#### 抜粋 ####

ギョウギシバは、短くて平らな葉と、地表や地中を這う匍匐茎(ほふくけい 別名ランナー)を有し、密集した芝地の形成に利用されています1。この種は熱帯および亜熱帯地域に広く分布しており、多くの地域で外来種となっています2。成長が早く干ばつにも強いこの多年草は、農業および環境に対する世界でもっとも脅威となるイネ科植物の1つと考えられており、都市部、道路、線路、耕作地などで繁殖しています。しかし、多くの国では牧草、芝生、浸食防止のための被覆植物としても使用されています2。ギョウギシバは風媒花粉を大量に飛散させます。ギョウギシバはアレルギー性を有し、アレルギーの観点からもっとも重要なイネ科植物の1つです3。ギョウギシバに感作された人は、一般的に鼻、目、喉にアレルギー性鼻炎(花粉症)の症状を示します。さらに、ギョウギシバの花粉はぜん息の症状を誘発したり、悪化させたりする可能性があります4。ギョウギシバ(Bermuda grass)には、dog’s tooth、Bahama grass、couch grass、devil grass、star grassなどの別名もあります2。
ギョウギシバはアフリカ原産と考えられていますが、アジア、ヨーロッパ、カリブ海、太平洋諸島、オセアニア、南極大陸、北米、中南米など、ほぼ世界中に広がっています2,6。
ギョウギシバのアレルギーを持つ患者さんの多くは、樹木、雑草、イネ科植物の花粉などの他のアレルゲンに暴露したときに症状を発症することがあり、特に花粉の季節が重なる場合には、どの花粉が症状の原因となっているかを判断することが困難です。これは交差反応と呼ばれ、身体の免疫システムが、異なる物質中のタンパク質や成分を構造的に類似しているか生物学的に関連していると判断し、反応を引き起こすときに発生します8。ギョウギシバに関連した反応を引き起こす可能性のある他の吸入系アレルゲンは、小麦などの他のイネ科植物、樹木、雑草の花粉です8。
生の果物や生野菜を食べた後に口や喉にかゆみが生じる場合は、花粉-食物アレルギー症候群(PFAS)(口腔アレルギー症候群(OAS)とも呼ばれる)に罹患している可能性があります。このような症状は、異なるアレルゲンに含まれる類似のタンパク質や成分に対する免疫系の反応によっても引き起こされます。これはきわめて一般的で、ある研究では、アレルギー性鼻炎(花粉症)を持つ小児の約1/4がPFASにも罹患していることが示唆されています9。ギョウギシバによるPFASに関与する一般的な植物性食品には、メロン、スイカ、柑橘類、バナナ、パイナップル、カキ、ズッキーニ、トマト、ハシバミ(ヘーゼルナッツ)、ピーナッツなどがあります8。

#### データ記録 ####

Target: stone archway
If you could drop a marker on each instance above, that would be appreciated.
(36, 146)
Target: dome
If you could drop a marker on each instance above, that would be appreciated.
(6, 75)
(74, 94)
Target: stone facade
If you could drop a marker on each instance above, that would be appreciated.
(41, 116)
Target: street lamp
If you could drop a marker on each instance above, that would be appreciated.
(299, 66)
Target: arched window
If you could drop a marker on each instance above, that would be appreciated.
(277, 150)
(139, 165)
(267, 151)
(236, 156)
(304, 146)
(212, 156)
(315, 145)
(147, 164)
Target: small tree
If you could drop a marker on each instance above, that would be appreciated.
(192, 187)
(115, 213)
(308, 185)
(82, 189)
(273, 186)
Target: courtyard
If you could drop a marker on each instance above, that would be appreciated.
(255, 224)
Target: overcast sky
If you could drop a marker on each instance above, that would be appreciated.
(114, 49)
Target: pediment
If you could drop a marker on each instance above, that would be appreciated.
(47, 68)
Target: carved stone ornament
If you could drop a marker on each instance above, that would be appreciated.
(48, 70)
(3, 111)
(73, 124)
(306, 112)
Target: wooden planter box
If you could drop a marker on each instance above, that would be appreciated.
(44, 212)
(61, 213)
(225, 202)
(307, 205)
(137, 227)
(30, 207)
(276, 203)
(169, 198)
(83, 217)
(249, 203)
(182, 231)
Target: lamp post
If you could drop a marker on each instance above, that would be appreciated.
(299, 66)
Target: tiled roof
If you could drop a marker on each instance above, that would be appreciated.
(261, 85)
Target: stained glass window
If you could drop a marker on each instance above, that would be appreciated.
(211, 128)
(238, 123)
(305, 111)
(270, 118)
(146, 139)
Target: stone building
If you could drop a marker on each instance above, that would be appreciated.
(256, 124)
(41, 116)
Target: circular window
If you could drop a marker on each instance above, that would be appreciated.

####
#### データ記録 ####

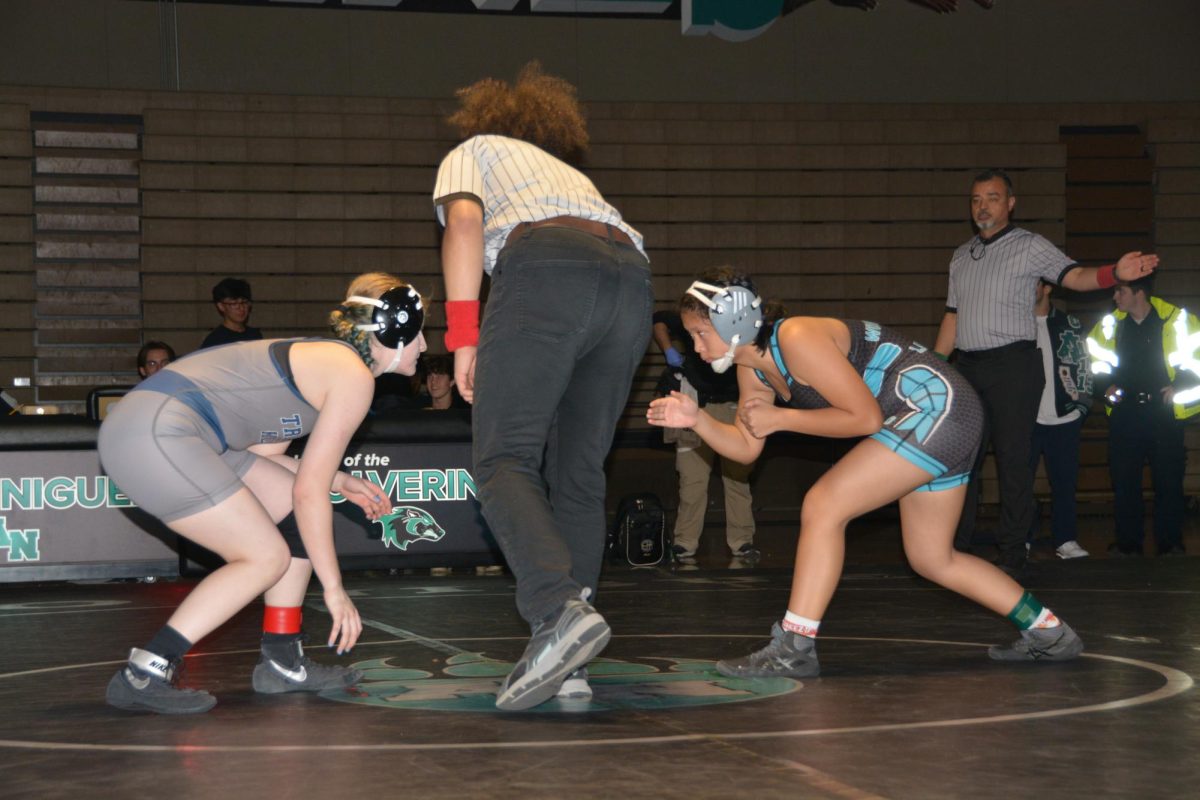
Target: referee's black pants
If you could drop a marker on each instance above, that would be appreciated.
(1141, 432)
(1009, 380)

####

* **やるべきこと**:
上にあるギョウギシバの文章の続きを、最後の文の後から書き継いでもらえますか?

* **記述回答**:
※他に感作または交差反応を起こしうるアレルゲンは人により異なるため、自己判断せずに必ず医師の診断を受けることが必要です。
ギョウギシバアレルギーの症状は他の多くの花粉アレルギーと類似しており、以下のものを含みます4,9。
くしゃみ
鼻づまり
鼻水
涙目
喉や目のかゆみ
ゼーゼーする
ぜん息患者さんがギョウギシバに感作された場合、ギョウギシバの花粉により咳やゼーゼーするなどのぜん息症状が誘発されたり悪化したりすることがあります4,9。
症状は通常、喉、鼻、目に限定されますが、イネ科植物に重度のアレルギーを持つ人は、花粉に触れるとじんましんを発症する場合もあります5。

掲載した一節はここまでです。